** begin Extracted entries **
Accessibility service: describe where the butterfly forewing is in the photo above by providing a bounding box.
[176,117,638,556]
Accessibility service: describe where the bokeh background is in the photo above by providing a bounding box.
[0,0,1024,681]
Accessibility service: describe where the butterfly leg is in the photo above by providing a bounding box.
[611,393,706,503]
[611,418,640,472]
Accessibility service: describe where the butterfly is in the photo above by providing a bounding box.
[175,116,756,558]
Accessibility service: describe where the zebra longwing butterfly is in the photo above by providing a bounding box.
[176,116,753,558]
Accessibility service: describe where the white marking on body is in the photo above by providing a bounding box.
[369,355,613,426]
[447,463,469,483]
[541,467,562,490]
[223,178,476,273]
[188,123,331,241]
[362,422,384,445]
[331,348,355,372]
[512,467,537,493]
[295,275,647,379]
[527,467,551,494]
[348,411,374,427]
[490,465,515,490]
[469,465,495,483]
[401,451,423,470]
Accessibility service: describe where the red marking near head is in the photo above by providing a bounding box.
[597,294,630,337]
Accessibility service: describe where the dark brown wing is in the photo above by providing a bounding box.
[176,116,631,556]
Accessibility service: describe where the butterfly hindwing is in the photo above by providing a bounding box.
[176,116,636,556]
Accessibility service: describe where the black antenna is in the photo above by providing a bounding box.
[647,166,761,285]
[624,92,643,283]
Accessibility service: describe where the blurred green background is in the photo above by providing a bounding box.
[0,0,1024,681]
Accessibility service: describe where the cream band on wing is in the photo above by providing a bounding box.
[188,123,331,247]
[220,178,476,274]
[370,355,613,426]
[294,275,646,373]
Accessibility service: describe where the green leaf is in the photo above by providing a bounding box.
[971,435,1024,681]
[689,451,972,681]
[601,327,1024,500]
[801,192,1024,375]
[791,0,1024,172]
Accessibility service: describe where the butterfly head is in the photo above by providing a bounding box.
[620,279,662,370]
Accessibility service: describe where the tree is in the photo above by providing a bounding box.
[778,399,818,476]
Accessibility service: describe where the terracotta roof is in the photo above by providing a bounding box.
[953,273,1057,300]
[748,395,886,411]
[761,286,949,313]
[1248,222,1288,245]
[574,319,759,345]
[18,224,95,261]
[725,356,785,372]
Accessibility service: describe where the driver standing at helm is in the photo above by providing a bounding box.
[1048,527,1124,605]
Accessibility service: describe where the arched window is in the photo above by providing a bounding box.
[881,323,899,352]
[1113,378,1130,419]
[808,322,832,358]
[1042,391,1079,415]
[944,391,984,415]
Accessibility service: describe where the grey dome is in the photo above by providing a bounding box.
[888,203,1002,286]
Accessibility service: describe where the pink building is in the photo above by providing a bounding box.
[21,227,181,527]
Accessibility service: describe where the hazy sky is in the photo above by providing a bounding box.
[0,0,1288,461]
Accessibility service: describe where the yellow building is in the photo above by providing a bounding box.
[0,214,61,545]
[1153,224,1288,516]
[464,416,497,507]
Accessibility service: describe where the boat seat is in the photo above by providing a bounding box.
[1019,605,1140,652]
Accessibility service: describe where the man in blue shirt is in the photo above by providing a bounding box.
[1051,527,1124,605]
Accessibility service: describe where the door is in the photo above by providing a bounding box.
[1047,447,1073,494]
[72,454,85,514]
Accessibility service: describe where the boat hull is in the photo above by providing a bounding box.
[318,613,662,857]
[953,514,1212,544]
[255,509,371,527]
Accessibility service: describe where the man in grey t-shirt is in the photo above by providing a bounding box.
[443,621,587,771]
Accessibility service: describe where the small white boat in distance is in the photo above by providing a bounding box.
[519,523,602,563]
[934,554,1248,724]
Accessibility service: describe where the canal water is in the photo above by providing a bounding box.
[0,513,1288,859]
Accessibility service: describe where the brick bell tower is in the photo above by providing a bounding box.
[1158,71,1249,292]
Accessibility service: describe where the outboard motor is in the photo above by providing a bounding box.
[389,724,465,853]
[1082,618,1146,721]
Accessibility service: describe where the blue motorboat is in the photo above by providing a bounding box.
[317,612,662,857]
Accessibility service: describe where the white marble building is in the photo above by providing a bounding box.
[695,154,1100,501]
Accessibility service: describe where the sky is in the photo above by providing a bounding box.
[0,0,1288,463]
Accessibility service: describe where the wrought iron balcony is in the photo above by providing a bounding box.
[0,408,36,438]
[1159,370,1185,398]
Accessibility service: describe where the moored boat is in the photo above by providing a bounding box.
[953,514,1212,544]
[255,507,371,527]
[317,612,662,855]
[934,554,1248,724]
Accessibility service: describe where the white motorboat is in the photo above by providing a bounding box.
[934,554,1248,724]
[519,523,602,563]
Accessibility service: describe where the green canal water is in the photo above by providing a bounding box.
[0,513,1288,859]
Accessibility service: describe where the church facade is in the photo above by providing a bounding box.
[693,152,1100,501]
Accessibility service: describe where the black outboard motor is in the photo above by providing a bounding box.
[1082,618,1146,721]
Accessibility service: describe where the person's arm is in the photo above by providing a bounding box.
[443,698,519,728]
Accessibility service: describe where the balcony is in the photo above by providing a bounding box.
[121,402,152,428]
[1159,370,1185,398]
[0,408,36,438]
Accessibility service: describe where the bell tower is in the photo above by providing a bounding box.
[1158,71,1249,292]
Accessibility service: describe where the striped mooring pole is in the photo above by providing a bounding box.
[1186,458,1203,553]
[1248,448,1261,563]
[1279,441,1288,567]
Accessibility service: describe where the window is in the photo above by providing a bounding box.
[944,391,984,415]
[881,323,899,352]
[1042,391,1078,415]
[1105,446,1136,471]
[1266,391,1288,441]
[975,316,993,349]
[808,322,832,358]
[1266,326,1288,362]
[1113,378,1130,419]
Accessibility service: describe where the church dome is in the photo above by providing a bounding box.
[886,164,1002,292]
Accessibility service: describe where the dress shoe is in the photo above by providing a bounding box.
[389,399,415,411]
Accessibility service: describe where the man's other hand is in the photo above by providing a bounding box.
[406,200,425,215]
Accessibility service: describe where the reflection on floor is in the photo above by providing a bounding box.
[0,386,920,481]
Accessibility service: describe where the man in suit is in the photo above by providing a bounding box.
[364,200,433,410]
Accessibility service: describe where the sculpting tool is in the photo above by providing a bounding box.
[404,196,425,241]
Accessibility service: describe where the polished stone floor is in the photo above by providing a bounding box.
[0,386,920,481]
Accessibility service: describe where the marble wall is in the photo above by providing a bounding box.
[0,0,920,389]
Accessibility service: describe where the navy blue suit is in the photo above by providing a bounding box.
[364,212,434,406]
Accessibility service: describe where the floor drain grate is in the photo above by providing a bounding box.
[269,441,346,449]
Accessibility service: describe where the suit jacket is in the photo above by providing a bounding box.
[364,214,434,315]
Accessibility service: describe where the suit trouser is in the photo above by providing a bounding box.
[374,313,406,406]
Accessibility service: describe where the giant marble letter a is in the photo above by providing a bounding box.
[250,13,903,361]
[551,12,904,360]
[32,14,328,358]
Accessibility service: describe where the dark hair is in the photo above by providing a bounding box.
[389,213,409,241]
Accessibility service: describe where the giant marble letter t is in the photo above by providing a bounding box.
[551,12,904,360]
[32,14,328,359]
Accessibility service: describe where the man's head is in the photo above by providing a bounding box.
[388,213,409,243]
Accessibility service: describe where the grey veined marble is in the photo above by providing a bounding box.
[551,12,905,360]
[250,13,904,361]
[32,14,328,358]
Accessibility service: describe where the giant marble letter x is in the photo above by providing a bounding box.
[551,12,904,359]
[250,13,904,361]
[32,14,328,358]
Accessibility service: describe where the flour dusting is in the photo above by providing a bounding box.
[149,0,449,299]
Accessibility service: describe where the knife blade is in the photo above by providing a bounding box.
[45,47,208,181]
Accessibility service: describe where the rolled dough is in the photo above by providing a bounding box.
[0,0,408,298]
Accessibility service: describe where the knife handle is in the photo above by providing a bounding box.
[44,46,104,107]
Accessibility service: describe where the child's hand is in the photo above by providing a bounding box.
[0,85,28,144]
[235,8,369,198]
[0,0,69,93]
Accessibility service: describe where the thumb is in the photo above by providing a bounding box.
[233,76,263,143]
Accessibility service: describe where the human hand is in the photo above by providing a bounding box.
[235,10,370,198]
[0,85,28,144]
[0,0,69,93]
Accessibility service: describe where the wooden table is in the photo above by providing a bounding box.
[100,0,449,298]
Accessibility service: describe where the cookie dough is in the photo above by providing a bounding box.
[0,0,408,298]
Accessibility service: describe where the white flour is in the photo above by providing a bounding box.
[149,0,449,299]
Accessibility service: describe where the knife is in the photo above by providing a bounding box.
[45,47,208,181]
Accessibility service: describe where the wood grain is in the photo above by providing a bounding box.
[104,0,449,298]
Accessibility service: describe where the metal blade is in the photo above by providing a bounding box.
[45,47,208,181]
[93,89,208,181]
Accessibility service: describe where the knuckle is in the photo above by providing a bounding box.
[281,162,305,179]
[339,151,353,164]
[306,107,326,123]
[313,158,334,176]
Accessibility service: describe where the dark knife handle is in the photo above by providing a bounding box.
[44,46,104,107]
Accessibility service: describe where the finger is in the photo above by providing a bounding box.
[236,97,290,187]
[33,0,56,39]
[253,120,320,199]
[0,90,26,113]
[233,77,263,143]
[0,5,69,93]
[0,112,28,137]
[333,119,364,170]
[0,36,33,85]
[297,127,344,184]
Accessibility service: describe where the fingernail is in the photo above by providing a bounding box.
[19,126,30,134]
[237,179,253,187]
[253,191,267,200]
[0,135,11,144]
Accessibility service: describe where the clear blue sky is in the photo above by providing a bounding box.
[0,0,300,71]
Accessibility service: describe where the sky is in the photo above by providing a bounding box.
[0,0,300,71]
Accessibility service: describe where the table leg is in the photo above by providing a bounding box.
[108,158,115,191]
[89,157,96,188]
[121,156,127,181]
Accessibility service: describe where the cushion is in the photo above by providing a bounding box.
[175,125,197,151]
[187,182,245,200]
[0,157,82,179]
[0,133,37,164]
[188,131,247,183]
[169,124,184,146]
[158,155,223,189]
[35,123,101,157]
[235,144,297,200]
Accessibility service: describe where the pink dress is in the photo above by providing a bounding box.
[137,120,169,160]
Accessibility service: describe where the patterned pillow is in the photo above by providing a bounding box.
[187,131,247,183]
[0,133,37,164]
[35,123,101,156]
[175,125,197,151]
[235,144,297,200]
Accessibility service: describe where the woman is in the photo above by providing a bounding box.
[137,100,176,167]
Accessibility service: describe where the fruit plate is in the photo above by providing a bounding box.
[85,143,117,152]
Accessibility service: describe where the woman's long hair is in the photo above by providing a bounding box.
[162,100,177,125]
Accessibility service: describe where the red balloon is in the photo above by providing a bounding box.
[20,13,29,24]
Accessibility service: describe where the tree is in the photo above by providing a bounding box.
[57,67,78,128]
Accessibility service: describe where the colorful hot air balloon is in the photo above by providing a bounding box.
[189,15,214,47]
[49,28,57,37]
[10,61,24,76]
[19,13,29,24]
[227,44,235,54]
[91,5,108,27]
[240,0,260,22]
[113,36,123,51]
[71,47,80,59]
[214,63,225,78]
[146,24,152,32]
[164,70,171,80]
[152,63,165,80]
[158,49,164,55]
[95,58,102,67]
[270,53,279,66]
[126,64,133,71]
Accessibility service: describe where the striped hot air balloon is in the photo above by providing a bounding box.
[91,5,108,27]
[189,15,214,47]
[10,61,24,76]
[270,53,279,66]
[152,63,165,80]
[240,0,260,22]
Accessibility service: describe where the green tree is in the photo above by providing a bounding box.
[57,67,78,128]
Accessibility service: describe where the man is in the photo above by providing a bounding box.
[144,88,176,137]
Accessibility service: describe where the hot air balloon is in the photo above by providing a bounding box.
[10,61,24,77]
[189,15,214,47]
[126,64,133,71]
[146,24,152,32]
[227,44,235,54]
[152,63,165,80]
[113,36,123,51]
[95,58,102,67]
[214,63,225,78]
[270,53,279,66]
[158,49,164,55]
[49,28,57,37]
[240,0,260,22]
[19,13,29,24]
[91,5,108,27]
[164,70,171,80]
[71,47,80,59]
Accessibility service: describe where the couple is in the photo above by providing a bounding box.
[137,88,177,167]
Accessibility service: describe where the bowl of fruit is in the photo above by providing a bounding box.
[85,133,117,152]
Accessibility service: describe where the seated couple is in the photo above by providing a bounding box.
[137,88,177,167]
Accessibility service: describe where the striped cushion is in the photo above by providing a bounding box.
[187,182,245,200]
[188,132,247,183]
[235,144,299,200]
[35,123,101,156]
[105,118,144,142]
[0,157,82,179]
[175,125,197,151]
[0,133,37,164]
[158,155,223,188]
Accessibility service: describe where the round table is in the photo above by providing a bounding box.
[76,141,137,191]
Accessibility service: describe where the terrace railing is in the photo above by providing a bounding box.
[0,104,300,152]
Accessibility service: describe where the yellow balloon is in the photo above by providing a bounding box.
** end Extracted entries **
Lay out everything in the listing from the line containing "Accessibility service: describe where the metal" down to the line containing "[121,156,127,181]" as a numbered list, with both of those lines included and any blank lines left out.

#### [Correct answer]
1. Accessibility service: describe where the metal blade is in the photo above by providing a bounding box.
2. [45,47,208,181]
3. [93,89,208,181]
4. Accessibility service: describe where the knuckle is in the photo above by providing a bounding box.
5. [281,162,305,179]
6. [339,151,353,164]
7. [306,107,326,123]
8. [313,158,334,176]
9. Accessibility service: describe where the dark knife handle is in the photo above by providing a bounding box.
10. [44,46,104,107]
11. Accessibility service: describe where the finger is in the photo above by providing a bounding box.
12. [236,97,290,187]
13. [33,0,56,39]
14. [253,120,320,199]
15. [0,90,26,113]
16. [233,77,263,143]
17. [0,5,69,93]
18. [0,112,28,137]
19. [333,119,364,170]
20. [0,36,33,85]
21. [297,127,344,184]
22. Accessibility service: describe where the fingernail is in the photo above by providing a bounding box.
23. [19,126,30,134]
24. [237,179,253,187]
25. [253,191,267,200]
26. [0,135,11,144]
27. Accessibility service: describe where the clear blue sky is in the photo above by providing a bounding box.
28. [0,0,300,71]
29. Accessibility service: describe where the sky is in the photo above by providing a bounding box.
30. [0,0,300,71]
31. Accessibility service: describe where the table leg is in the photo above by providing a bounding box.
32. [108,158,115,191]
33. [89,157,96,188]
34. [121,156,127,181]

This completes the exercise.